**Instruction:**
Which accounting firm does the year-end statements provision name to certify the audited financial statements?

Section 9.2 Year-End Statements.
     If not publicly available free of charge from the Securities and Exchange Commission on the internet at http://www.sec.gov within ninety (90) days after the end of each fiscal year of the Borrower, or if an extension has been granted by the Securities and Exchange Commission for the filing by the Borrower of its quarterly report on Form 10-K, then by the earlier of the date such Form 10-K is actually filed and the last day of such extended time period, but in no event later than one hundred twenty (120) days after the end of such fiscal year for which such Form 10-K is to be filed, the audited consolidated balance sheet of the Borrower and its Subsidiaries as at the end of such fiscal year and the related audited consolidated statements of operations, comprehensive income, stockholders’ equity and cash flows of the Borrower and its Subsidiaries for such fiscal year, setting forth in comparative form the figures as at the end of and for the previous fiscal year, all of which shall be certified by (a) the chief financial officer of the Borrower, in his or her opinion, to present fairly, in accordance with GAAP, the financial position of the Borrower and its Subsidiaries as at the date thereof and the result of operations for such period and (b) Ernst & Young LLP or any other independent certified public accountants of recognized national standing acceptable to the Requisite Lenders, whose certificate shall be unqualified and in scope and substance satisfactory to the Requisite Lenders and who shall have authorized the Borrower to deliver such financial statements and certification thereof to the Administrative Agent and the Lenders pursuant to this Agreement.

**Items:**
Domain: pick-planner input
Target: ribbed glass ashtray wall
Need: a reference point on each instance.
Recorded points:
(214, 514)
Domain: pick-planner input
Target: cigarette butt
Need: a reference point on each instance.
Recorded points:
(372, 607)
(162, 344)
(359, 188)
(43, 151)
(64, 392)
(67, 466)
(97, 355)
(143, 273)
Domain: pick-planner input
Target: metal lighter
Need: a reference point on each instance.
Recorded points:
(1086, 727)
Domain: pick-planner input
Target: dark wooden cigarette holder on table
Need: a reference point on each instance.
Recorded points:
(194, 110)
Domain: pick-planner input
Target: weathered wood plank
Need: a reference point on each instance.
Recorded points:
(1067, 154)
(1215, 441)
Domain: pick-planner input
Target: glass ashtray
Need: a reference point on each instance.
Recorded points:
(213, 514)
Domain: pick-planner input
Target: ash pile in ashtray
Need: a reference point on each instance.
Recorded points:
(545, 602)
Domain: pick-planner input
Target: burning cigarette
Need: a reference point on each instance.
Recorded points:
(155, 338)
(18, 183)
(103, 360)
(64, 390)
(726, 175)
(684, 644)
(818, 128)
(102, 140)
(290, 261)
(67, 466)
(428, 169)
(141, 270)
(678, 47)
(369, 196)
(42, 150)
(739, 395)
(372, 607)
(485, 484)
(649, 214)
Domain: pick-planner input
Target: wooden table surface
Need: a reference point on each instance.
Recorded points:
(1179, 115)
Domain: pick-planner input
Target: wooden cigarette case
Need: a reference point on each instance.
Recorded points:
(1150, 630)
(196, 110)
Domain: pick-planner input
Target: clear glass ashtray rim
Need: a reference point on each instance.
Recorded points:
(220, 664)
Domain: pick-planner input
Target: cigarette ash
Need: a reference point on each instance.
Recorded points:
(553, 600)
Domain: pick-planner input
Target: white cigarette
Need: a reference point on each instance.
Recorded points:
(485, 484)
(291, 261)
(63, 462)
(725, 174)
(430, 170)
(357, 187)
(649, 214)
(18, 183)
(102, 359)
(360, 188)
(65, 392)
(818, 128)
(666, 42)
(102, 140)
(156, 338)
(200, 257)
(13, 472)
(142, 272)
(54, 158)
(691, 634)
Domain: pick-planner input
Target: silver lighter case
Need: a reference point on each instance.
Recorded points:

**Problem solution:**
Ernst & Young LLP, or any other independent certified public accountants of recognized national standing acceptable to the Requisite Lenders.